• **Bacaan**:
· · · · · · ·
JAKARTA (BeritaHUKUM.com) – Belum habis duka rakyat Indonesia atas nasib tragis yang diterima warga Mesuji, Lampung dan Sumatera Selatan, kini sudah dihadapkan lagi dengan kekerasan yang dilakukan polisi terhadap di Pelabuhan Sape, Lambu, Bima, Nusa Tenggara Barat (NTB), Sabtu (24/12) pagi. Dua orang tewas ditembak akibat aksi brutal aparat dalam melakukan pembubaran aksi unjuk rasa.
Bentrokan ini berawal, ratusan massa dari Front Reformasi Anti-Tambang (FRAT) yang menguasai satu-satunya jembatan penyeberangan ferry dari NTB ke NTT itu, sejak Selasa (20/12) hingga Sabtu (24/12). Polisi menempuh cara-cara kekerasan, karena Bupati dan Kapolda gagal mencapai kesepakatan dengan warga. Negosiasi ini juga tak menawarkan kompensasi apa pun, sehingga warga tidak bergeming sepanjang dua tuntutannya tak dipenuhi.
· · · · · · ·
• **Cuplikan entri**:
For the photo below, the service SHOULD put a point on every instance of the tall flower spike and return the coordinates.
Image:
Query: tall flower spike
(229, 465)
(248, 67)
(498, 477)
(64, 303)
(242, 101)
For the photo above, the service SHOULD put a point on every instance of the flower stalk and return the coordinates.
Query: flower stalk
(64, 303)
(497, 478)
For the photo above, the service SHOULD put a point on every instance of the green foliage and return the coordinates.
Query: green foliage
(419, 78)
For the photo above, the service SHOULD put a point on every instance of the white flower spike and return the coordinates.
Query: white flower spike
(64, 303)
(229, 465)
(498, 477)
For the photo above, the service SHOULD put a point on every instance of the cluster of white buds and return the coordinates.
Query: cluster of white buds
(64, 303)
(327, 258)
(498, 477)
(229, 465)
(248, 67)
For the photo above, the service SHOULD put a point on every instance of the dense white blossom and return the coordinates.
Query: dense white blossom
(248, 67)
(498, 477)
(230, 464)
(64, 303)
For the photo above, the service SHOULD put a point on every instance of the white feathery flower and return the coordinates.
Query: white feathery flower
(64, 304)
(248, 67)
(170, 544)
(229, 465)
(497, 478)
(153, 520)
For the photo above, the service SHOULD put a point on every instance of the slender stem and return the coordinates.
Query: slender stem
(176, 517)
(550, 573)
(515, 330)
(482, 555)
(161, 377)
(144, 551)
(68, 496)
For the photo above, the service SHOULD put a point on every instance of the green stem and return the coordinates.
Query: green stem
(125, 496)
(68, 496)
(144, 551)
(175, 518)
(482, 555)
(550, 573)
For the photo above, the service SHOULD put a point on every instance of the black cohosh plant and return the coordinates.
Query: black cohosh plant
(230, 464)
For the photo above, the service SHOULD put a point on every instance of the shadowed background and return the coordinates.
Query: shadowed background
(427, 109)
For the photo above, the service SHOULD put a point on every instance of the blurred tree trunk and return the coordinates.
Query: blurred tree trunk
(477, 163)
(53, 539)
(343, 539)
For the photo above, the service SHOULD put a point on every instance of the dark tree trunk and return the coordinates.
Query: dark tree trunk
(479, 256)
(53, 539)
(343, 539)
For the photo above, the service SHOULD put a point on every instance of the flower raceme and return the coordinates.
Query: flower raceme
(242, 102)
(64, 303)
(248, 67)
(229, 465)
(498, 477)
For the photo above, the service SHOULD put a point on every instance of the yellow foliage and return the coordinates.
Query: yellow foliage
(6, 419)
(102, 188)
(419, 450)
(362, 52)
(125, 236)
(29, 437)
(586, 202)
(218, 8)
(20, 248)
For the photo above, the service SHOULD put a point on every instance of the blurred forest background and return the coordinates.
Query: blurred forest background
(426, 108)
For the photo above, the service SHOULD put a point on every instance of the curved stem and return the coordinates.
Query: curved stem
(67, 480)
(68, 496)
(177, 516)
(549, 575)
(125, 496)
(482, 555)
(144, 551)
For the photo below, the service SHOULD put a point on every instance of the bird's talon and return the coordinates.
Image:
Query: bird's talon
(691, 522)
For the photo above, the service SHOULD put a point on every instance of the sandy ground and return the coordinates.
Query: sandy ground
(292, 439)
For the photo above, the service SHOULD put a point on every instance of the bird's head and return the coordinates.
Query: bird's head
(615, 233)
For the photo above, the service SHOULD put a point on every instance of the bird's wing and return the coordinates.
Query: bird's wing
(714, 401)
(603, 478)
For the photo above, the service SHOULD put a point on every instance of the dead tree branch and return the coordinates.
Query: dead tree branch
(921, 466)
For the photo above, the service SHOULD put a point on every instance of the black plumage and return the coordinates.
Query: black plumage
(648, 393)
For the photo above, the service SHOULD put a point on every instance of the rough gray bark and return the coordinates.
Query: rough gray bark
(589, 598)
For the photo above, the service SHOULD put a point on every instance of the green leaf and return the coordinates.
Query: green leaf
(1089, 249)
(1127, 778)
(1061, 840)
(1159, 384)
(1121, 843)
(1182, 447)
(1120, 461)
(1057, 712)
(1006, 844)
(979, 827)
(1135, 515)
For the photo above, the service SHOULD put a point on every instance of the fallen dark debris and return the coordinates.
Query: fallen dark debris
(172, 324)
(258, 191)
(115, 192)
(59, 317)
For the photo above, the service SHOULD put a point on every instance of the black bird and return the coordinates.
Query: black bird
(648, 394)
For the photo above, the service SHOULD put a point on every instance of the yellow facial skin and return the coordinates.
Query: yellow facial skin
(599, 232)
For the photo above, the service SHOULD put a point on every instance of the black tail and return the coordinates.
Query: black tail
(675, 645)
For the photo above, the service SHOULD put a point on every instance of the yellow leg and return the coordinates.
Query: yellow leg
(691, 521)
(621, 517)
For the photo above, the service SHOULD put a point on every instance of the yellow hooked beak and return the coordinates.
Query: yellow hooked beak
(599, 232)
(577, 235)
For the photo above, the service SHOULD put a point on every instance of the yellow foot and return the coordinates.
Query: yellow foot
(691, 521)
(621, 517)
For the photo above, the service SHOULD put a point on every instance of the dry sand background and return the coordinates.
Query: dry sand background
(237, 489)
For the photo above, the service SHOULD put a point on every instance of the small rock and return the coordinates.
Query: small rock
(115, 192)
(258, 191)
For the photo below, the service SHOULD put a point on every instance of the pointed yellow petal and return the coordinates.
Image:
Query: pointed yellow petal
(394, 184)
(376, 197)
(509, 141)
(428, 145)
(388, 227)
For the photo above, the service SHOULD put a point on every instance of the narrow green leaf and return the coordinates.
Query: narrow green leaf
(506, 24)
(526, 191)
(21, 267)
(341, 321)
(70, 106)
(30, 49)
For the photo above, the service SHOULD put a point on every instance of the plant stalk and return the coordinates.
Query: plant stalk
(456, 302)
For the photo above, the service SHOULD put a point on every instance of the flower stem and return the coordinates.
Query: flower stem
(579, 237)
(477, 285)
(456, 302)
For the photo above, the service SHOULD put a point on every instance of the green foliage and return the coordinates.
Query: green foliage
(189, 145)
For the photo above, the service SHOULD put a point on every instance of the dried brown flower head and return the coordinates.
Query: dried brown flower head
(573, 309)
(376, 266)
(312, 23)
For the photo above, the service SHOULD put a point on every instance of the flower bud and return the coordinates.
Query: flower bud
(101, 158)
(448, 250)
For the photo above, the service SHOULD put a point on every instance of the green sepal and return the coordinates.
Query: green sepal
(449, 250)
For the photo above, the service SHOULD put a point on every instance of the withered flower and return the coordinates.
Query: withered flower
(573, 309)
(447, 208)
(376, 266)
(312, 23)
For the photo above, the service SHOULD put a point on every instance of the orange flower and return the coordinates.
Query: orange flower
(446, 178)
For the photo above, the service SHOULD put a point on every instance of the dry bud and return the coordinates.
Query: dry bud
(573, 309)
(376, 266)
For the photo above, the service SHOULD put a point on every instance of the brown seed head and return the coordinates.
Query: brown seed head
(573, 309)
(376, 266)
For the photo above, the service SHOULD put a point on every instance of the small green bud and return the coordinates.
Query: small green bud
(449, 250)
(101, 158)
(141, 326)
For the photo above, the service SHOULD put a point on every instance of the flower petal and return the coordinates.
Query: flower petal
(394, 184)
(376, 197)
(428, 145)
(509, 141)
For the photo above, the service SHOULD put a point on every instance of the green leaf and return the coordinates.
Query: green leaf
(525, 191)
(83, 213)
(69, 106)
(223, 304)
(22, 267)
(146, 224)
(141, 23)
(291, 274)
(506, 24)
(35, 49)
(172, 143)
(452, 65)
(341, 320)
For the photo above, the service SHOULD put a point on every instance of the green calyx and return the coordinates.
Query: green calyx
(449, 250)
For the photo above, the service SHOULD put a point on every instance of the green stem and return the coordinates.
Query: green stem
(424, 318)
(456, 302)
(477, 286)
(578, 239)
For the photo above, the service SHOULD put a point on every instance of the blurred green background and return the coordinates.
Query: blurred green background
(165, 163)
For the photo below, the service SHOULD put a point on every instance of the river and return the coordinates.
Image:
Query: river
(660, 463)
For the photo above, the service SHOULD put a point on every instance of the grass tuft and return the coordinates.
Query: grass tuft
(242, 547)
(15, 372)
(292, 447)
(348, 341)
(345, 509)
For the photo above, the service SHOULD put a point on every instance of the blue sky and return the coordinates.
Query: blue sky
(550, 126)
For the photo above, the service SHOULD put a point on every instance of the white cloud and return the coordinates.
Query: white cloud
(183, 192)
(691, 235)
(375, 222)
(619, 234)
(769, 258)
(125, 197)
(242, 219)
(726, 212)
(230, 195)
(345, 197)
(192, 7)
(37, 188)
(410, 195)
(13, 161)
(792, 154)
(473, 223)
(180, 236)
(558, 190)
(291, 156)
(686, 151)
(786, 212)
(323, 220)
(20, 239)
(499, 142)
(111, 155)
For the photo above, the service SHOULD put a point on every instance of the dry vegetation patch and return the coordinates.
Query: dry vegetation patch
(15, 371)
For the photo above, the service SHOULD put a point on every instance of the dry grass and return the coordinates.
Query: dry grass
· · · · · · ·
• **Ketentuan tugas**:
A - Salin sebagian bacaan tanpa perubahan: mulailah pada bagian yang memuat kata "JAKARTA (BeritaHUKUM.com) –" dan berhentilah setelah kata "aksi unjuk rasa.".
B - Kumpulkan semua baris dalam entri yang mengandung kata "forest", lalu salin baris-baris tersebut.
Bacaan dan entri di halaman ini tidak berkaitan satu sama lain.

• **Jawaban tugas**:
A -
JAKARTA (BeritaHUKUM.com) – Belum habis duka rakyat Indonesia atas nasib tragis yang diterima warga Mesuji, Lampung dan Sumatera Selatan, kini sudah dihadapkan lagi dengan kekerasan yang dilakukan polisi terhadap di Pelabuhan Sape, Lambu, Bima, Nusa Tenggara Barat (NTB), Sabtu (24/12) pagi. Dua orang tewas ditembak akibat aksi brutal aparat dalam melakukan pembubaran aksi unjuk rasa.

B -
For the photo above, the service SHOULD put a point on every instance of the blurred forest background and return the coordinates.
Query: blurred forest background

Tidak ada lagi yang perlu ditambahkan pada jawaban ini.